(Objective): Write out, character for character, the line containing "Look at the photo above. For each instance of the grey" and all lines after it up to the end of the listing.

* begin Entries supplied *

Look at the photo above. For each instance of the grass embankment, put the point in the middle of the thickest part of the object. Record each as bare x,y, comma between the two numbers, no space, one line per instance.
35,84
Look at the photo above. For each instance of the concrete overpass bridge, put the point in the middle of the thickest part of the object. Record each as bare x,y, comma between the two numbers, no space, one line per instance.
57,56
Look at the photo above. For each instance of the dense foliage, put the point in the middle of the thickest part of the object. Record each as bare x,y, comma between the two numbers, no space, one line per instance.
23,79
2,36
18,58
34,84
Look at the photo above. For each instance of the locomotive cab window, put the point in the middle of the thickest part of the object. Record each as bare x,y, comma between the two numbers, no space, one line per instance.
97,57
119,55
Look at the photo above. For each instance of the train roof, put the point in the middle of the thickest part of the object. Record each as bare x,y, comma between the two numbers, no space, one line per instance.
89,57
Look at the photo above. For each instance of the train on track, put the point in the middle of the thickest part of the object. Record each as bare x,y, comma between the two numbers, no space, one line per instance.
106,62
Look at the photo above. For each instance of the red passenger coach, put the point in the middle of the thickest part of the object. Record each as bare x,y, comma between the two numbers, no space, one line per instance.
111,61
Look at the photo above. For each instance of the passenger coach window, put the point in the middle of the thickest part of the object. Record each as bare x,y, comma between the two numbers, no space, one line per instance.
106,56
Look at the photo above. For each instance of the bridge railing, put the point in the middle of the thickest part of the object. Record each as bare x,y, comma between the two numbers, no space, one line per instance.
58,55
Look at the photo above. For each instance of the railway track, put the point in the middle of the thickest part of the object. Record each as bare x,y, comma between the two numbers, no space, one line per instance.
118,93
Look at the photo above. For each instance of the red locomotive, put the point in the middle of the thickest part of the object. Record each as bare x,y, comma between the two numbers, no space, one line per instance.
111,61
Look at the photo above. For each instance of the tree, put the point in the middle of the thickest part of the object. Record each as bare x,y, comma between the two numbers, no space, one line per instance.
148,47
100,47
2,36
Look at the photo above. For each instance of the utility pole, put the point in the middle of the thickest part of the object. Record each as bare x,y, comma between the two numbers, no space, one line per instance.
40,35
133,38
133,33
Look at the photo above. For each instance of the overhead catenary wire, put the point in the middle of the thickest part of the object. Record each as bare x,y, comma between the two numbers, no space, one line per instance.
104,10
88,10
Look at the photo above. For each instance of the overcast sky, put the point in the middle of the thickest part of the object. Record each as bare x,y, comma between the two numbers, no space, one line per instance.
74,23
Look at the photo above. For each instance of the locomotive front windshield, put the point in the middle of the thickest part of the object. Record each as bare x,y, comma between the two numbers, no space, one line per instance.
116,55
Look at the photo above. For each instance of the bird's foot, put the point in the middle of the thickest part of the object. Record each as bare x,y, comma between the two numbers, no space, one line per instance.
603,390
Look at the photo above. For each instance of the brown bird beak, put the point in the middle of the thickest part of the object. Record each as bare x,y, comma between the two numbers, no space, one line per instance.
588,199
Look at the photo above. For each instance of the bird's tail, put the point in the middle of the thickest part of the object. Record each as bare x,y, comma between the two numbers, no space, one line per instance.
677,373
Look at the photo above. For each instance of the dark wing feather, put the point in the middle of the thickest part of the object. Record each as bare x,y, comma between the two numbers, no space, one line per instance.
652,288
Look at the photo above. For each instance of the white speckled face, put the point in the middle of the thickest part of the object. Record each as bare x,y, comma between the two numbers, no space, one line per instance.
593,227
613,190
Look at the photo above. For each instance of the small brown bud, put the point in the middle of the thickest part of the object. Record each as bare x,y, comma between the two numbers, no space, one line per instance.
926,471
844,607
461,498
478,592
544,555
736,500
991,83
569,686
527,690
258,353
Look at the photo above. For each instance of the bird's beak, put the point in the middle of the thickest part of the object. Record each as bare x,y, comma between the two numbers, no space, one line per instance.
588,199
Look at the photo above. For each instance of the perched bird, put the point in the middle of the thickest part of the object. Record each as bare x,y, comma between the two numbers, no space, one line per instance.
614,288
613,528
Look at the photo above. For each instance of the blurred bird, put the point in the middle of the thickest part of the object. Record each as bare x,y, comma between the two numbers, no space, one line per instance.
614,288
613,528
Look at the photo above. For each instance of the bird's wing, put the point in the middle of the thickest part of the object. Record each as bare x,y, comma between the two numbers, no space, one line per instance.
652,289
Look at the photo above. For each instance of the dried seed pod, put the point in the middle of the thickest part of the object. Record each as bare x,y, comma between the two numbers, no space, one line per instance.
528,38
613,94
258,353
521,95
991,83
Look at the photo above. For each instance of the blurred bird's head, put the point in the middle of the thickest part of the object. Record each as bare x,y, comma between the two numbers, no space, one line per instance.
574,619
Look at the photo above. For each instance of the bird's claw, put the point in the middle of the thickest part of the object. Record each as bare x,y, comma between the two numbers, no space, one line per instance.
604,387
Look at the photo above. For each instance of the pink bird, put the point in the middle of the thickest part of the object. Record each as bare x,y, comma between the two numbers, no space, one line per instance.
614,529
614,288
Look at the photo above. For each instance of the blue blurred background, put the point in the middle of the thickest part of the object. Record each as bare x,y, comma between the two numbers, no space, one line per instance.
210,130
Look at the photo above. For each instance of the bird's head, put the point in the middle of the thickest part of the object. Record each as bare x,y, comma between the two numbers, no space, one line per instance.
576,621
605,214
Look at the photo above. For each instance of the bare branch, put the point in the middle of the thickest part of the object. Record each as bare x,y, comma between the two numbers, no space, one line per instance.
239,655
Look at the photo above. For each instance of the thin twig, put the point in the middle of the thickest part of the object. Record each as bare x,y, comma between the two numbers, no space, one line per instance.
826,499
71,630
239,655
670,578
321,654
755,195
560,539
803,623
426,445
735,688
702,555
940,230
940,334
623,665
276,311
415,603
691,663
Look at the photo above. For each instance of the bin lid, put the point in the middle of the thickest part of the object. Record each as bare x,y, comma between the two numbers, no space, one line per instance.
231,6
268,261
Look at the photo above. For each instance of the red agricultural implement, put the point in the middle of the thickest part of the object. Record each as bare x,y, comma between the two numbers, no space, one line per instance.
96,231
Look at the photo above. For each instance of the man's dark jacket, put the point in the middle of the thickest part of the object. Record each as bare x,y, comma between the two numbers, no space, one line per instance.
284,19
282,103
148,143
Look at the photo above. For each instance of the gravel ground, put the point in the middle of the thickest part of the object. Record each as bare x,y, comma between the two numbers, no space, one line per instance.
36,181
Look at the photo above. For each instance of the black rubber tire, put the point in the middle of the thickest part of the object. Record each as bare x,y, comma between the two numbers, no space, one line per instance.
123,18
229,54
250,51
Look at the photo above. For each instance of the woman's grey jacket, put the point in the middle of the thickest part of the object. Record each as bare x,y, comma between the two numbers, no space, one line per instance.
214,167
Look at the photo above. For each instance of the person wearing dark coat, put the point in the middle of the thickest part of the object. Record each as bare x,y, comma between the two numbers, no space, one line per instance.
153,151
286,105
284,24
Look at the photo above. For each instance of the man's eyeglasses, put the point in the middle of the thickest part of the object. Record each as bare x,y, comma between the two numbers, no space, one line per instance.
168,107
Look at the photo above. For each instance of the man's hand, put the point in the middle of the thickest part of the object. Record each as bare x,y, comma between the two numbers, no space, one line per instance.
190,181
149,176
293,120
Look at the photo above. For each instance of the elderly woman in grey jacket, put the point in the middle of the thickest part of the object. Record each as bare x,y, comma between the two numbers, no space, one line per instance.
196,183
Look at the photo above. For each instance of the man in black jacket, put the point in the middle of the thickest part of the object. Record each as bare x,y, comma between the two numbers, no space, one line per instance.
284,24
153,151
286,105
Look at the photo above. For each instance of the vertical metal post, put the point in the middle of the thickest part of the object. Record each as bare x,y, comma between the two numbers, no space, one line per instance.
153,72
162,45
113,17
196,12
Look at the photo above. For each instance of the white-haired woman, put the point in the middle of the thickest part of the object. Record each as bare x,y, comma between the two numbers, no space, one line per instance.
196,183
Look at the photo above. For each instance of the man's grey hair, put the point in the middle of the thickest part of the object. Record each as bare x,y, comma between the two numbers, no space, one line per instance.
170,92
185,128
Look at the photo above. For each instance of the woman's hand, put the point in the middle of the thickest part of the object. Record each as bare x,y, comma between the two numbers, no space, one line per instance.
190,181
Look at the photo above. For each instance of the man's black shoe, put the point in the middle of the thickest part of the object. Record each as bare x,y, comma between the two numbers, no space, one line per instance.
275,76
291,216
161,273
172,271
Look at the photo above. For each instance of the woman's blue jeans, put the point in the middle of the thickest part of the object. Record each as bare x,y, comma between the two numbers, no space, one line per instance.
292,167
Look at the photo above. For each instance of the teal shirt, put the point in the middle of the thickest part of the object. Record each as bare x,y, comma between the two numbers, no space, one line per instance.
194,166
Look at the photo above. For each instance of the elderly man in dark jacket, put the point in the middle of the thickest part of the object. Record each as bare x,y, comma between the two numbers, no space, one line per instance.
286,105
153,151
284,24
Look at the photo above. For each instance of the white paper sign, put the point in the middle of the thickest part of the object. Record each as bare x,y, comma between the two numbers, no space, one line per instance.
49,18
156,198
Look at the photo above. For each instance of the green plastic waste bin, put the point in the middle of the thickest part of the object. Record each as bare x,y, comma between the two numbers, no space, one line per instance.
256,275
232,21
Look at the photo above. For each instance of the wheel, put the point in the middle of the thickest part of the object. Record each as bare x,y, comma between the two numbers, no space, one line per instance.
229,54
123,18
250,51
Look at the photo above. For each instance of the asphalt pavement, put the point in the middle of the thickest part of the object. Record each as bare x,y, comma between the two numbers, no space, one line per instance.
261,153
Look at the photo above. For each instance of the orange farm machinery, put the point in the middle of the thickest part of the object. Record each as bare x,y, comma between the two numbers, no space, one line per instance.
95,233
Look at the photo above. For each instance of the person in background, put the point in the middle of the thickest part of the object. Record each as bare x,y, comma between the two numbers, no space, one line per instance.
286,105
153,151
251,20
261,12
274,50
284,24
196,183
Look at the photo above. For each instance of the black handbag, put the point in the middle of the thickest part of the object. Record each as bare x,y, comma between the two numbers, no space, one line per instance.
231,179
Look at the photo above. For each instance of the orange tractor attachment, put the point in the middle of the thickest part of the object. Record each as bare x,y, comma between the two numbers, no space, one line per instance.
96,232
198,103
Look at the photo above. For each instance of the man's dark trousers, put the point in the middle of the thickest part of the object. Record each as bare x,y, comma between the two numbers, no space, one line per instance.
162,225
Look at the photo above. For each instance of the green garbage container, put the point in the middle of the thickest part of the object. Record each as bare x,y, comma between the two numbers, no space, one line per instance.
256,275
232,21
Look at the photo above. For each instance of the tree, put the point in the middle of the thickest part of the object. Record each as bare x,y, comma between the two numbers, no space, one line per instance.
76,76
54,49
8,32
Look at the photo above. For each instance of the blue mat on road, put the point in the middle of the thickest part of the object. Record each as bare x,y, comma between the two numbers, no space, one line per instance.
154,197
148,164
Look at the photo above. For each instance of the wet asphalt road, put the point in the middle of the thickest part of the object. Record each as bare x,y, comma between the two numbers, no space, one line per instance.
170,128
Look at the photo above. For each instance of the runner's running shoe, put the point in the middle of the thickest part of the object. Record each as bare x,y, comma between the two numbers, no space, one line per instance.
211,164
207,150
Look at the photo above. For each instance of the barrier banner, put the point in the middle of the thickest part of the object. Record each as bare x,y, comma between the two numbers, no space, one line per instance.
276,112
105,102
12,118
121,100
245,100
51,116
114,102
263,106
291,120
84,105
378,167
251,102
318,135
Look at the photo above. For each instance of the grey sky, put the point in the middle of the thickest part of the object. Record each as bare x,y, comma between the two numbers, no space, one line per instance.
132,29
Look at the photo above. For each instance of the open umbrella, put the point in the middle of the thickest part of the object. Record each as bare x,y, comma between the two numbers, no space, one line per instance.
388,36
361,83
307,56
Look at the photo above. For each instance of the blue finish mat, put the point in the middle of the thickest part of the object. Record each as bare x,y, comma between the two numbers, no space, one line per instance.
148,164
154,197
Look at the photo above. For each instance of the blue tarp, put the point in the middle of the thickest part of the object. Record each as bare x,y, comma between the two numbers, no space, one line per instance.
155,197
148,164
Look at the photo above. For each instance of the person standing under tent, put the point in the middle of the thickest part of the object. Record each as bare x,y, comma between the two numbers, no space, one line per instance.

* end Entries supplied *

(Result of the task):
Look at the photo above. For each instance of the grey sky, put the point in the middle of the thickest part of the object. Record each as bare x,y, comma between the two numbers, no space, one line per instance.
132,29
Look at the photo above. For each instance of the open umbrella, put the point in the middle of the thickest part of the object. Record each as bare x,y, comma between the two numbers, no space, one line per instance.
388,36
361,83
307,56
Look at the photo above. For each instance of the blue finish mat, put the point in the middle of the thickest part of the object. Record each as bare x,y, comma between the two numbers, no space, one line per instance.
148,164
154,197
Look at the photo above. For each instance of the blue tarp, put the point in the middle of the thickest part of the object. Record each as bare x,y, comma between the two numbers, no space, one line per instance.
155,197
148,164
Look at the photo above. For each instance of the person standing under tent, put the point in the middle of the thickest part of the object. Record each as bare x,y, comma between the two numbers, no space, one line per instance.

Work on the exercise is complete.